* _Work request_: Look below for the lines from the one with "of khaki trousers." to the one with "of black boot.", and copy exactly those lines, both ends included.

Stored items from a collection
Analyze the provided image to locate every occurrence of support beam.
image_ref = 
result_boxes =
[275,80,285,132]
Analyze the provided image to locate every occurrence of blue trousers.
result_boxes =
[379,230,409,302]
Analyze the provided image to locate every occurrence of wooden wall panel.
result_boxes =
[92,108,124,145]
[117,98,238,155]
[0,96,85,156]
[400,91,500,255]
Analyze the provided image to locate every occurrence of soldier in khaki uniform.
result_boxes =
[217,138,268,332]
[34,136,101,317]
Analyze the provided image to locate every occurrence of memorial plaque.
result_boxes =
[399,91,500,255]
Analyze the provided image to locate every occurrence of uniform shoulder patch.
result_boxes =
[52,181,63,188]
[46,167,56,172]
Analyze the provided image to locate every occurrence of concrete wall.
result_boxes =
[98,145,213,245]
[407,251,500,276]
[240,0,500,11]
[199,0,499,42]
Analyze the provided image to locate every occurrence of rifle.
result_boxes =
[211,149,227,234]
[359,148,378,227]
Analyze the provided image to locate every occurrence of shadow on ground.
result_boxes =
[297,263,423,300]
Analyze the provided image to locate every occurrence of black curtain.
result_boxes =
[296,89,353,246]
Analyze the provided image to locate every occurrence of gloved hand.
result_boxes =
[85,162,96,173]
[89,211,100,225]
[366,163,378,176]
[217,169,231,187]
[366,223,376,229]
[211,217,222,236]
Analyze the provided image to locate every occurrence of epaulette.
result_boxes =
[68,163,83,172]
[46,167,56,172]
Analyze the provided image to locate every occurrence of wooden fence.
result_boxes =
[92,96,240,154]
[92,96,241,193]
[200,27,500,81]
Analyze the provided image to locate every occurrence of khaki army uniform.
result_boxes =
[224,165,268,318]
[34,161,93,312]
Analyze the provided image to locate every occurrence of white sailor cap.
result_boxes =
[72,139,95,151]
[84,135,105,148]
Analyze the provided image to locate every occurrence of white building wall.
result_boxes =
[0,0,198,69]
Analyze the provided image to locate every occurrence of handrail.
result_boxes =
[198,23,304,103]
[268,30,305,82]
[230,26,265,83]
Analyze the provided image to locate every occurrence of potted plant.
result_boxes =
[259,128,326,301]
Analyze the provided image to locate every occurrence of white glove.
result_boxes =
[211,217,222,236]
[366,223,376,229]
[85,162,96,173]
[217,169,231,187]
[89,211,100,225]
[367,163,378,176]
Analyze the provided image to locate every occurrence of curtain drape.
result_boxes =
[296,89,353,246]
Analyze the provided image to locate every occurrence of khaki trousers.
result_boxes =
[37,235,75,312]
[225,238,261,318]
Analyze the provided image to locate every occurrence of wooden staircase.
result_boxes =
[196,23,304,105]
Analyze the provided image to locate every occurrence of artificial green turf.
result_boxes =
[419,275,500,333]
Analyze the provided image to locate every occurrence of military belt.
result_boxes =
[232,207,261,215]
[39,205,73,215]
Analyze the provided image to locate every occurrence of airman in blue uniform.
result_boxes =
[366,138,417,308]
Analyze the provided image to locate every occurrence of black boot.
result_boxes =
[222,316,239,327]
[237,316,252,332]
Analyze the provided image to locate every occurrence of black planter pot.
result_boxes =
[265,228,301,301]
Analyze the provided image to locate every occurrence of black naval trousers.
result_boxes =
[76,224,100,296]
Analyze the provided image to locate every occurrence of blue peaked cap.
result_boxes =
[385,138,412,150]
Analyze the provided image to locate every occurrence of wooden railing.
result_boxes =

* _Written solution_:
Analyze the provided image to locate every occurrence of khaki trousers.
result_boxes =
[37,235,75,312]
[225,238,261,318]
Analyze the provided image to locate every occurrence of wooden staircase.
result_boxes =
[196,23,304,105]
Analyze the provided image to locate every occurrence of artificial green turf.
result_boxes =
[419,275,500,333]
Analyze the provided image to locate every occurrence of military belt.
result_boxes =
[232,207,261,215]
[39,205,73,215]
Analyze the provided image to locate every occurrence of airman in blue uniform.
result_boxes =
[366,138,417,308]
Analyze the provided image to locate every occurrence of black boot.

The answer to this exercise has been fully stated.